_Ação necessária_. Segundo o texto para análise, falar em que expressão é um desserviço no momento em que a Comissão Nacional da Verdade inicia seus trabalhos?

_Texto para análise_.
-.-.-
Tivemos portanto neste país, sem a menor sombra de dúvida, um regime militar, constituído por governos militares, ainda que tenha contado com sócios e cúmplices civis. Portanto, neste exato momento da história em que a Comissão Nacional da Verdade dá início a seus trabalhos, falar em “Ditadura Civil-Militar” é um desserviço e só se presta a diluir a responsabilidade dos militares que cometeram crimes de toda sorte, atrocidades e violações de direitos humanos, e que procuram despistar e criar confusão.
É preciso sim identificar os grandes empresários e a oligarquia que financiaram e inspiraram o golpe militar e a repressão política. Os cúmplices civis dos governos militares, os apoiadores dentro e fora da mídia. Queremos sim sua punição! Mas de imediato deve-se identificar e punir aqueles que foram a sua guarda pretoriana, que cometeram crimes de sangue em favor do regime. Que perseguiram, trucidaram, executaram covardemente, ocultaram e destruíram corpos.
-.-.-
_Itens listados_.
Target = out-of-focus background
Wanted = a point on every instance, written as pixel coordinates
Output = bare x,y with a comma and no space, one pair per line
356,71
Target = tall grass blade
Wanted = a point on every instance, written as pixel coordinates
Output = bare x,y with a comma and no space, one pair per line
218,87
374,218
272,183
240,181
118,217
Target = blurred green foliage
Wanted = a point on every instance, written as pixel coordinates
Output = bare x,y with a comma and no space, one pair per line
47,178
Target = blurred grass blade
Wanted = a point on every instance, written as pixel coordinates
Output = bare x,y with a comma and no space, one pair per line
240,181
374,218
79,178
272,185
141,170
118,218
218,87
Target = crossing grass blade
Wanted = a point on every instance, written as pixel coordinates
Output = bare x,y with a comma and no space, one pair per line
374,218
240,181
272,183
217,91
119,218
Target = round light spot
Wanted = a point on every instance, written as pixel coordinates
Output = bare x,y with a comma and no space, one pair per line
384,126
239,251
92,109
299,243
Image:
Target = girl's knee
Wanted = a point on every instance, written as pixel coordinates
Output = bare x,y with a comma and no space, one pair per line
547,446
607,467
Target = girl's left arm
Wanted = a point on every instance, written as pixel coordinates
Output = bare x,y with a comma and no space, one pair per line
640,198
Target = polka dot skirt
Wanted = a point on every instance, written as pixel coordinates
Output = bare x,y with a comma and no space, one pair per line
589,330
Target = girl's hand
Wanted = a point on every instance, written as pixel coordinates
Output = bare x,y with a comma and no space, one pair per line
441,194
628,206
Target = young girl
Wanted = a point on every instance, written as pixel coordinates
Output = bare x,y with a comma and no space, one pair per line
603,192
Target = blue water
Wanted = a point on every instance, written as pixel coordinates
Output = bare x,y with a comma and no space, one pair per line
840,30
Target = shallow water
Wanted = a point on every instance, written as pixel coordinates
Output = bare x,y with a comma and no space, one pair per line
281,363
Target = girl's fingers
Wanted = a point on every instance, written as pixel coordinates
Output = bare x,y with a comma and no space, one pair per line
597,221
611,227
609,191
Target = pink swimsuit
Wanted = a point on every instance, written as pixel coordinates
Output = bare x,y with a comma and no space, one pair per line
-.-.-
_Solução da tarefa_. “Ditadura Civil-Militar”.